State how many lines of the material contain the string "pink", counting only exact matches of case. Give only the number.

## start DATA LISTING

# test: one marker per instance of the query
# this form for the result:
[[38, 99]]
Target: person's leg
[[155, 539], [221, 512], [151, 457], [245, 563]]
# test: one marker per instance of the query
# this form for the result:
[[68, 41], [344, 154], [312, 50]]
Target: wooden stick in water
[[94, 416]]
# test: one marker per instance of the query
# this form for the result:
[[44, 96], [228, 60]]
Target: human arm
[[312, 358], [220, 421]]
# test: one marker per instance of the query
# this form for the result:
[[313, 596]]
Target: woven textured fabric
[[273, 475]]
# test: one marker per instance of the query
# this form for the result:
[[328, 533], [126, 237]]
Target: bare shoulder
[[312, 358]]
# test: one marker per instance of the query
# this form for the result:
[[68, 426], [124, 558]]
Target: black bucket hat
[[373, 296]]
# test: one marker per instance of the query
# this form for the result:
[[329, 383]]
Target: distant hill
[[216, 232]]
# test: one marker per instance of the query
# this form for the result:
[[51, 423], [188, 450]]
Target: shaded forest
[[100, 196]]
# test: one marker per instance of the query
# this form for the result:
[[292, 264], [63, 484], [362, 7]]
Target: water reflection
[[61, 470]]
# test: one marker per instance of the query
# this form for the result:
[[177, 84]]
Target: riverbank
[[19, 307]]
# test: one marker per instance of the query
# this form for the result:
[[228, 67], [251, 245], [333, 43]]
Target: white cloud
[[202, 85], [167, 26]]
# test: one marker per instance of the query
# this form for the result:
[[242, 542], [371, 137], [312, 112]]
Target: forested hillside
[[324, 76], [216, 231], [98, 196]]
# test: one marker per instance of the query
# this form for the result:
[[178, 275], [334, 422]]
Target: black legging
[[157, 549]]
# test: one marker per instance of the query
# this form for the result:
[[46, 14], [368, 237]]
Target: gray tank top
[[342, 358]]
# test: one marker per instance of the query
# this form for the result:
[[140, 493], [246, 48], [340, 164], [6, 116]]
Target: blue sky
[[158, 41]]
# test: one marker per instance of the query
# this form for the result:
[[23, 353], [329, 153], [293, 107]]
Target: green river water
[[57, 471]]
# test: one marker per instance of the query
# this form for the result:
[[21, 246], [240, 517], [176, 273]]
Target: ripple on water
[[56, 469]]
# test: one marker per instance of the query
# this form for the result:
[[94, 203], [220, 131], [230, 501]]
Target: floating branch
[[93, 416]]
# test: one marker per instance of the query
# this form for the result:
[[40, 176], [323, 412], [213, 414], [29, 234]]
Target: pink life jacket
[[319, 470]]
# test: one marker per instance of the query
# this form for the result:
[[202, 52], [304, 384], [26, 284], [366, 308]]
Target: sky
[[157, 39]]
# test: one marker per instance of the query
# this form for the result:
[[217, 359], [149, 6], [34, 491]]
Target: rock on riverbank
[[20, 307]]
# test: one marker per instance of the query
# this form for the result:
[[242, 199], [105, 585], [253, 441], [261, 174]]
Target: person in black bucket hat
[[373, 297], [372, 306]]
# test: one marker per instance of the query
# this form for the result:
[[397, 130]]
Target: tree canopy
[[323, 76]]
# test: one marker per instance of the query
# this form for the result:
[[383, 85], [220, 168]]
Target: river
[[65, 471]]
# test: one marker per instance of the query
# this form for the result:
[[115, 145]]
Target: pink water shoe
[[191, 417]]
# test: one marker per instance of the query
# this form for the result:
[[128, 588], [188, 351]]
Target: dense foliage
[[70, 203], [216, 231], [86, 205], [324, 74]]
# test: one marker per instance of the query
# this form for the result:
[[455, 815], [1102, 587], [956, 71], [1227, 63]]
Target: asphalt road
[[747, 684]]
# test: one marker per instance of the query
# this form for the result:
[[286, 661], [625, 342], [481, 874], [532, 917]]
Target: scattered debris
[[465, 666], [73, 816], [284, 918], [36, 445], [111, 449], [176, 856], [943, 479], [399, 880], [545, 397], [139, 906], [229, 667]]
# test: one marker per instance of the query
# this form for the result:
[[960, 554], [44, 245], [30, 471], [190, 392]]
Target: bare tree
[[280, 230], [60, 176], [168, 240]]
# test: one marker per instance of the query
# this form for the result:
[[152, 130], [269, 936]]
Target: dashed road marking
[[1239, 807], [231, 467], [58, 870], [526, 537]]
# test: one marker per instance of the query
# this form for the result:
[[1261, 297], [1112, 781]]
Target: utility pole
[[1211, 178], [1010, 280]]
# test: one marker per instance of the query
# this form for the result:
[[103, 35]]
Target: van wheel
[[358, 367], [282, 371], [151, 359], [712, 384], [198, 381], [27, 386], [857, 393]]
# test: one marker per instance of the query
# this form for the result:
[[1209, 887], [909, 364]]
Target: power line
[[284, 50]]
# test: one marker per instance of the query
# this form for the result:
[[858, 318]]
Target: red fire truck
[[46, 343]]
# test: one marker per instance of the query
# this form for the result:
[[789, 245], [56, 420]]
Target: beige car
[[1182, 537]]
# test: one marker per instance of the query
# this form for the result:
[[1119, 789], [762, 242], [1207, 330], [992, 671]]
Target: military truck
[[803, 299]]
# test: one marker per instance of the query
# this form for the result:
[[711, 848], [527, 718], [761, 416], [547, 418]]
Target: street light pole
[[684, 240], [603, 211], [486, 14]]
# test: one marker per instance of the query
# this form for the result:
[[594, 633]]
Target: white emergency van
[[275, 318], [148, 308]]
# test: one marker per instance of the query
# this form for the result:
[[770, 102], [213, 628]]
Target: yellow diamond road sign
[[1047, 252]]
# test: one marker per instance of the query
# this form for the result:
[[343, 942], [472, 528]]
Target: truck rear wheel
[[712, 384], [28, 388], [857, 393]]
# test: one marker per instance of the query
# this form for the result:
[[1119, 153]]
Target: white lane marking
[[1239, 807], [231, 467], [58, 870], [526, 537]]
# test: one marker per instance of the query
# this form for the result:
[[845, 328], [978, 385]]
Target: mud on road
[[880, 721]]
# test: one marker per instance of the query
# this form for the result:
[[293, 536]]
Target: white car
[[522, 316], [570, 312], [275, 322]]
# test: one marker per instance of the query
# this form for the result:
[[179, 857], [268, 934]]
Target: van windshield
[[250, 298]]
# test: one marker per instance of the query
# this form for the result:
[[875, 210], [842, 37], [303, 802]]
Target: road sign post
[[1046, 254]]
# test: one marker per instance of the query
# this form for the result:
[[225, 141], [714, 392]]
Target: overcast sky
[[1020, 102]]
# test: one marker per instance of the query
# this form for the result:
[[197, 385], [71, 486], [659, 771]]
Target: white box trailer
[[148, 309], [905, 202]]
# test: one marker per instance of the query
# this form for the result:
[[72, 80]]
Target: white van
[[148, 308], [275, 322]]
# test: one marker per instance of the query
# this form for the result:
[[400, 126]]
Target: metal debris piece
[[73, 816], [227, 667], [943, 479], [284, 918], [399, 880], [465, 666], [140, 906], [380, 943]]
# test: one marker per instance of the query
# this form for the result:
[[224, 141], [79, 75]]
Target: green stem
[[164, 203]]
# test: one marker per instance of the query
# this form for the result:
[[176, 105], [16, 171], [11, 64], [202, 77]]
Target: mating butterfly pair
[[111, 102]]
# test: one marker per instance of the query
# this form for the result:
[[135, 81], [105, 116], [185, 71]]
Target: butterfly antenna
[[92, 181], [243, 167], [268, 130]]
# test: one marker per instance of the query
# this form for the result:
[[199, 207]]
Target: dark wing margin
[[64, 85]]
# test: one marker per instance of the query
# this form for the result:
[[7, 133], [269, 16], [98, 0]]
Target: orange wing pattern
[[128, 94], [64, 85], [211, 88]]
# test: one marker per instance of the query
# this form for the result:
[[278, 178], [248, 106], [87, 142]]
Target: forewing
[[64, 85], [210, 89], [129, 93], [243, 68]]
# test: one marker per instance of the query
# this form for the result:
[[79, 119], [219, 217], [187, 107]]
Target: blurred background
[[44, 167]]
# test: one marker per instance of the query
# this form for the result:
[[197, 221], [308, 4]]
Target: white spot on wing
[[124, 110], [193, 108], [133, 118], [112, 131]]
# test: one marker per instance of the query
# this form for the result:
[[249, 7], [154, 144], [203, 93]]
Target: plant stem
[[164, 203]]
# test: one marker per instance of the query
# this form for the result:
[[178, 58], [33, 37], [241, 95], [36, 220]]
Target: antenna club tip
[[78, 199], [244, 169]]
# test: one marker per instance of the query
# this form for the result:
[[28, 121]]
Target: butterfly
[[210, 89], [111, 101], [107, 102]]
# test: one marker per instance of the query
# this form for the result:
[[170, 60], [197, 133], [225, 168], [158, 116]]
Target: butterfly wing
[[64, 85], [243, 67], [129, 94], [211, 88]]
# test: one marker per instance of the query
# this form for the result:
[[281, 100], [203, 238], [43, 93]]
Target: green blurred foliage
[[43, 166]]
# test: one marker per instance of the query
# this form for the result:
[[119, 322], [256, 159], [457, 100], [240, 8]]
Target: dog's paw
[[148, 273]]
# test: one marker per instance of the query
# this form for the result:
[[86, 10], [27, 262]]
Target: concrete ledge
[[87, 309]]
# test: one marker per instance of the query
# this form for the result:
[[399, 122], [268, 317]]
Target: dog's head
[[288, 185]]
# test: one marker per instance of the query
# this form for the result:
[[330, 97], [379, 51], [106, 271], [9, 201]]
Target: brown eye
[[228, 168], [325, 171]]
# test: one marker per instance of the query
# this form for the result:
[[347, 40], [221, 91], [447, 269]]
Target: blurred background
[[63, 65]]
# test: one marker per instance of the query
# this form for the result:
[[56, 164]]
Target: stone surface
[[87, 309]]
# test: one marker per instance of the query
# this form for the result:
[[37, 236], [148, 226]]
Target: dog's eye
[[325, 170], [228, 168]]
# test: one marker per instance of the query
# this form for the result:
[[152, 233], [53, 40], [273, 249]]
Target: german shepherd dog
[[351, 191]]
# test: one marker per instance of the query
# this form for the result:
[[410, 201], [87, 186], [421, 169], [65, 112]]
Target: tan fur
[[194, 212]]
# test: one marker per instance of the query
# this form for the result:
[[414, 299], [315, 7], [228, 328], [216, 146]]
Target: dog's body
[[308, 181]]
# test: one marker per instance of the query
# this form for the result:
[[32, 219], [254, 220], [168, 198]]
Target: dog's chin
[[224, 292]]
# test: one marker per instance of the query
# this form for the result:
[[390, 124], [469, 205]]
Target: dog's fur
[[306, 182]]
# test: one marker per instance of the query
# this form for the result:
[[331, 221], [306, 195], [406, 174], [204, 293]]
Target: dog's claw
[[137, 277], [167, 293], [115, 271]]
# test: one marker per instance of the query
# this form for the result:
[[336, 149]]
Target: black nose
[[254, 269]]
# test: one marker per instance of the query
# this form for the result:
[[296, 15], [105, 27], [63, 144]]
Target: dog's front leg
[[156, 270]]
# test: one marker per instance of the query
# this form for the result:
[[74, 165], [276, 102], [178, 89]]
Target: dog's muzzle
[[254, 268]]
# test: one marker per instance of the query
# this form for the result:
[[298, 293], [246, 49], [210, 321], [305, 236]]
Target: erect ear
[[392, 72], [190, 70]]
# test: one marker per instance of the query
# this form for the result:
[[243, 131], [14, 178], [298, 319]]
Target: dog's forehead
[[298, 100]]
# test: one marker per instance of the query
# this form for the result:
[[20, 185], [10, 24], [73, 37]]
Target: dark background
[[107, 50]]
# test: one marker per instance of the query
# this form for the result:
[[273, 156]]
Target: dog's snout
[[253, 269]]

## end DATA LISTING

> RESULT OF THE TASK:
2